» **Records for this exercise**:

+++

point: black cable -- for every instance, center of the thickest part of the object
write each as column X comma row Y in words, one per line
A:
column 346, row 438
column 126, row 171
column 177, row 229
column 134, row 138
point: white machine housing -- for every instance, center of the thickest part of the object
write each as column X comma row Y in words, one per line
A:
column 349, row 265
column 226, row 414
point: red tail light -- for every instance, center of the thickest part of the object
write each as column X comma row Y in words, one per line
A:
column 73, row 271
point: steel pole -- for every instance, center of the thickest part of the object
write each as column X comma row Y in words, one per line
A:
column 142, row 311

+++

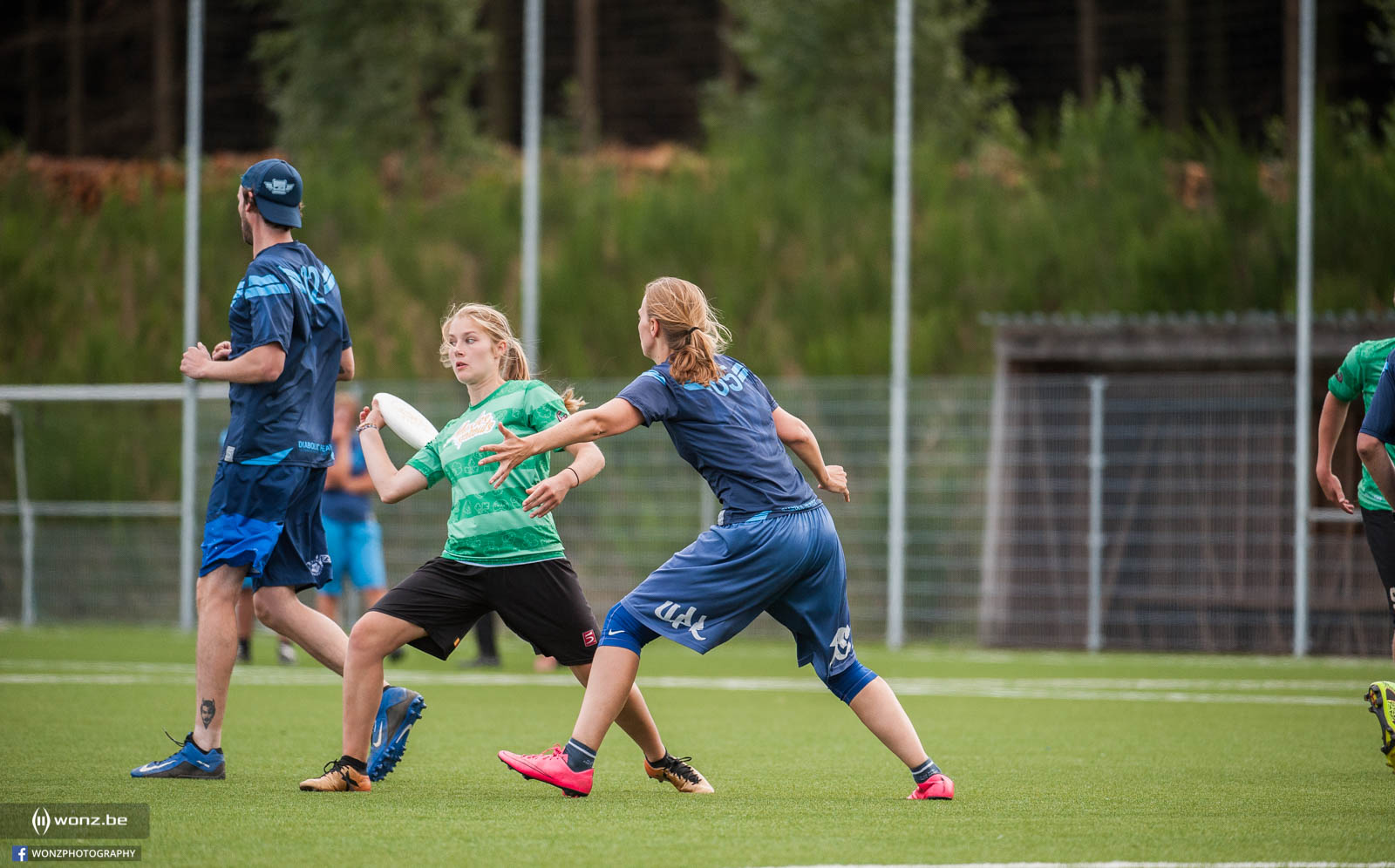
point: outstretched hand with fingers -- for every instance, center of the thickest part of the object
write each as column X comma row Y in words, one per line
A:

+++

» **Exercise aim**: Reproduce verbatim the lines of the entries from the line containing "point: red tail" up to and including the line containing "column 73, row 271".

» **Exercise answer**:
point: red tail light -- for every instance, center of the thickest part of the object
write each as column X comma row Y in words, one per line
A:
column 73, row 271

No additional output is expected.